STATED PROBLEM:
Copy out the items below, switching every "metal pole" for "steel pole" and keeping everything else the same.

DATA:
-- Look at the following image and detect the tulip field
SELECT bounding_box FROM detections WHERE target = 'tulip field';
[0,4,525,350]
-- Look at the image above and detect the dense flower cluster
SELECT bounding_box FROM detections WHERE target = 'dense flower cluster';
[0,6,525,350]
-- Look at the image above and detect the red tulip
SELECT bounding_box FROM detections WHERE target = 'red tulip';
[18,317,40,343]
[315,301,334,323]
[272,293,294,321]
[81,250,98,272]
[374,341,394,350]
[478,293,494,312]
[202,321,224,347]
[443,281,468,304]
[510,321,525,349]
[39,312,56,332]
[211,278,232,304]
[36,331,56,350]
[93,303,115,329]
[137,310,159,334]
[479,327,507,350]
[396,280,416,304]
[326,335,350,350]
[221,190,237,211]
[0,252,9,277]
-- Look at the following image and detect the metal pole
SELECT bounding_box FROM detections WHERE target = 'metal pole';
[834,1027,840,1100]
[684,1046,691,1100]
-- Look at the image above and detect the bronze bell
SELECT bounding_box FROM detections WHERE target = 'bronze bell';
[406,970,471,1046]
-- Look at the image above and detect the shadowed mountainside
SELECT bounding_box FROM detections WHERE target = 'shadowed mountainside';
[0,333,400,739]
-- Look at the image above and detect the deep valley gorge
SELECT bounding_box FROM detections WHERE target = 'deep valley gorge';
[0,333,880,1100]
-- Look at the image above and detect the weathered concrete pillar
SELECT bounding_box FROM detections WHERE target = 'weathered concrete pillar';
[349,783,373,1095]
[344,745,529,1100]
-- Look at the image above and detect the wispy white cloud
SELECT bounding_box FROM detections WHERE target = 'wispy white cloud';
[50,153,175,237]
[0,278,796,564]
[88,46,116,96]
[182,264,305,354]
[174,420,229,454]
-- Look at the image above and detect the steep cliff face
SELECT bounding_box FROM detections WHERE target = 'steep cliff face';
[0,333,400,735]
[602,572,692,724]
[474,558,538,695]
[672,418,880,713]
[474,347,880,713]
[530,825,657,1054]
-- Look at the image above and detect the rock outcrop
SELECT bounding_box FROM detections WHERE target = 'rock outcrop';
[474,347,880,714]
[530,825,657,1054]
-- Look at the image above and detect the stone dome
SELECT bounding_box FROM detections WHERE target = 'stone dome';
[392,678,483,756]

FULL SOLUTION:
-- Look at the following image and detect the tulip field
SELECT bounding_box FROM detections WHERE target = 'tulip field';
[0,4,525,350]
-- Look at the image above and detect the dense flower cluster
SELECT bounding_box FROM detections WHERE target = 'dense flower cluster';
[0,6,525,350]
-- Look at the image above and detect the red tulip
SELECT bounding_box FROM detections WHERE target = 'red tulip';
[18,317,40,343]
[315,301,334,323]
[272,293,294,321]
[81,250,98,272]
[374,341,394,350]
[478,293,494,312]
[202,321,224,347]
[443,281,468,304]
[510,321,525,349]
[39,312,56,332]
[211,278,232,304]
[36,331,56,350]
[93,303,115,329]
[137,310,159,334]
[479,327,507,350]
[396,280,416,304]
[326,335,350,350]
[221,190,237,211]
[0,252,9,277]
-- Look at the following image and detect the steel pole
SELECT bounding_box FROM detections WHERE target = 'steel pole';
[834,1027,840,1100]
[684,1046,691,1100]
-- Look at the image above and detect the bronze bell
SELECT bounding_box FROM detections WHERE target = 'bronze bell';
[406,970,471,1046]
-- Look at the image above and detect the shadowed mountainside
SELECT bounding_box FROM detections WHERE target = 'shadowed mountainside';
[0,333,400,739]
-- Look at the image above and detect the deep valley gorge
SELECT bounding_box FROM detections WHERE target = 'deep valley gorge';
[0,333,880,1100]
-- Look at the image above and detect the weathered concrete pillar
SELECT bounding_box FROM detections WHERE target = 'weathered concrete pillar';
[349,783,373,1095]
[344,745,529,1100]
-- Look at the image above and detect the wispy white cloud
SELECT bounding_box FROM detections WHERE target = 'wispy white cloud';
[50,153,175,237]
[0,278,796,564]
[88,46,116,96]
[182,264,305,354]
[174,420,229,454]
-- Look at the image above and detect the steep cliff face
SELECT bounding_box FROM detections WHERE target = 'steep cliff face';
[0,333,400,735]
[602,572,692,724]
[474,558,538,695]
[672,418,880,713]
[474,347,880,713]
[530,825,657,1054]
-- Look at the image above and detect the rock outcrop
SELECT bounding_box FROM detections WHERE target = 'rock outcrop';
[474,347,880,714]
[530,825,657,1054]
-- Look at the image above and detect the stone dome
SELECT bounding_box FROM detections WHERE target = 'stone dome';
[392,678,483,756]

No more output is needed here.